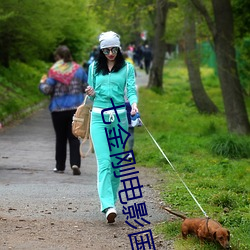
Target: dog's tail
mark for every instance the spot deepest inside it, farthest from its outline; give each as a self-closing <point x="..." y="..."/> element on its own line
<point x="175" y="213"/>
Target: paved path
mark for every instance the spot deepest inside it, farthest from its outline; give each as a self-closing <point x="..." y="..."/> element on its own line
<point x="29" y="189"/>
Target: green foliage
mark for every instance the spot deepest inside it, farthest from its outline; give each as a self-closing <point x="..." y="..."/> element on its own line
<point x="19" y="87"/>
<point x="231" y="146"/>
<point x="219" y="183"/>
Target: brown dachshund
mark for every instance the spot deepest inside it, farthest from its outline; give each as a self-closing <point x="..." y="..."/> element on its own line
<point x="204" y="229"/>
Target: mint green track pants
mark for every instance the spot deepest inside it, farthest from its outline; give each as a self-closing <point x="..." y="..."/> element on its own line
<point x="107" y="183"/>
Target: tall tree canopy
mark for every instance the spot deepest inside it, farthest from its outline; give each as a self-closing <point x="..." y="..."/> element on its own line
<point x="27" y="32"/>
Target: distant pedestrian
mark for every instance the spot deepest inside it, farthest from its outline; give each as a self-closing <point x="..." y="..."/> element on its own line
<point x="147" y="54"/>
<point x="65" y="84"/>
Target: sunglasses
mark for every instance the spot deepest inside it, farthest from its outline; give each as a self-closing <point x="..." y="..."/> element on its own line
<point x="106" y="51"/>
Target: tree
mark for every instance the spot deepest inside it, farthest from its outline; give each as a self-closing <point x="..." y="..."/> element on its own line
<point x="159" y="46"/>
<point x="223" y="38"/>
<point x="28" y="33"/>
<point x="201" y="99"/>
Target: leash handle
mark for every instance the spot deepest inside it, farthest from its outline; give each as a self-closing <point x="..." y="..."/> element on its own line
<point x="174" y="170"/>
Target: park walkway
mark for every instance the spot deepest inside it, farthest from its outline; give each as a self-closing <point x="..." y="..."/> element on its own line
<point x="40" y="209"/>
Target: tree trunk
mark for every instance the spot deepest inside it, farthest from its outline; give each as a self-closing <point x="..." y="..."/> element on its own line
<point x="201" y="99"/>
<point x="4" y="50"/>
<point x="235" y="109"/>
<point x="159" y="47"/>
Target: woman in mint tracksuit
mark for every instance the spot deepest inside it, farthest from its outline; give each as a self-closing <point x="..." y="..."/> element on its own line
<point x="108" y="77"/>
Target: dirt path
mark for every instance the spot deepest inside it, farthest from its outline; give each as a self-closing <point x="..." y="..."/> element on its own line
<point x="43" y="210"/>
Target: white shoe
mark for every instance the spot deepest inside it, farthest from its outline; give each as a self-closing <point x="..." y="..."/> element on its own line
<point x="130" y="157"/>
<point x="58" y="171"/>
<point x="111" y="214"/>
<point x="76" y="170"/>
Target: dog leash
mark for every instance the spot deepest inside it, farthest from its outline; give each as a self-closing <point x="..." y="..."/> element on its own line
<point x="174" y="170"/>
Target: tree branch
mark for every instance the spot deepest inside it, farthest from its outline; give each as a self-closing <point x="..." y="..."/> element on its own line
<point x="202" y="9"/>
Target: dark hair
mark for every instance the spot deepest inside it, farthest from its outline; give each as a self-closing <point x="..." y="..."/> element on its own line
<point x="64" y="53"/>
<point x="102" y="67"/>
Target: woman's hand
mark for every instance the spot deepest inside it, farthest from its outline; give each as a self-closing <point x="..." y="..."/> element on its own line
<point x="134" y="109"/>
<point x="90" y="91"/>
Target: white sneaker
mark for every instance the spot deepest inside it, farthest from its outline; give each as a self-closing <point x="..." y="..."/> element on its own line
<point x="111" y="214"/>
<point x="58" y="171"/>
<point x="130" y="157"/>
<point x="76" y="170"/>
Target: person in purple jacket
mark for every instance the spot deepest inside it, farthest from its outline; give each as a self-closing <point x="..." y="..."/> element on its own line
<point x="65" y="83"/>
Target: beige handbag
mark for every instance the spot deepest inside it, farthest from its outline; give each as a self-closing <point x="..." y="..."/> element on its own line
<point x="81" y="126"/>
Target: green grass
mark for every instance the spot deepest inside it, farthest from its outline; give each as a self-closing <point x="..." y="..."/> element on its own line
<point x="19" y="88"/>
<point x="214" y="164"/>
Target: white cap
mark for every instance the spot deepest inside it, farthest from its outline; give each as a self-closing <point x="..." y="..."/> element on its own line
<point x="109" y="39"/>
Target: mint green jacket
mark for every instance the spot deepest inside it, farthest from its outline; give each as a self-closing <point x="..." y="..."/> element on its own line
<point x="113" y="85"/>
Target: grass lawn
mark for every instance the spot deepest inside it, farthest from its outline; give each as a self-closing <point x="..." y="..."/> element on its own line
<point x="214" y="164"/>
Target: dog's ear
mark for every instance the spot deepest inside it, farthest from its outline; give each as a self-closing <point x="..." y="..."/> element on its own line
<point x="214" y="235"/>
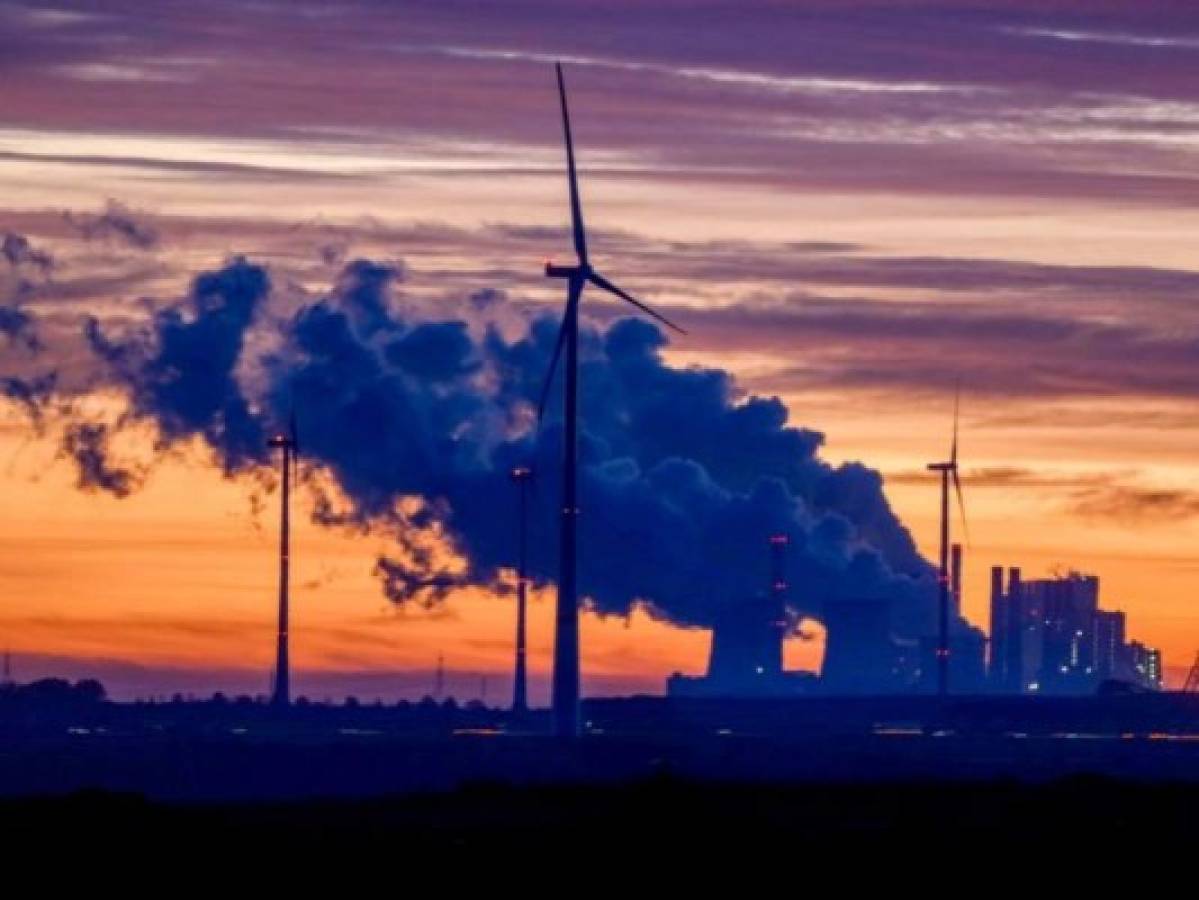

__Given exercise__.
Rescale the rows from the line with "Target: grass lawn" up to and including the last line, giving every line again with its request. Multiply each point coordinate in the answers by 1.45, round to whole numbers with halves rounded up, and leave the pictures out.

__The response__.
Target: grass lawn
mark for every instance the spot deepest inside it, farthest from its outline; give each as a self-closing <point x="..." y="..."/> element on its own line
<point x="310" y="238"/>
Target: dog's ear
mark for every instance the spot deepest inside it, farthest from its outline; give each as a self-closing <point x="..." y="..."/> element on its own line
<point x="310" y="341"/>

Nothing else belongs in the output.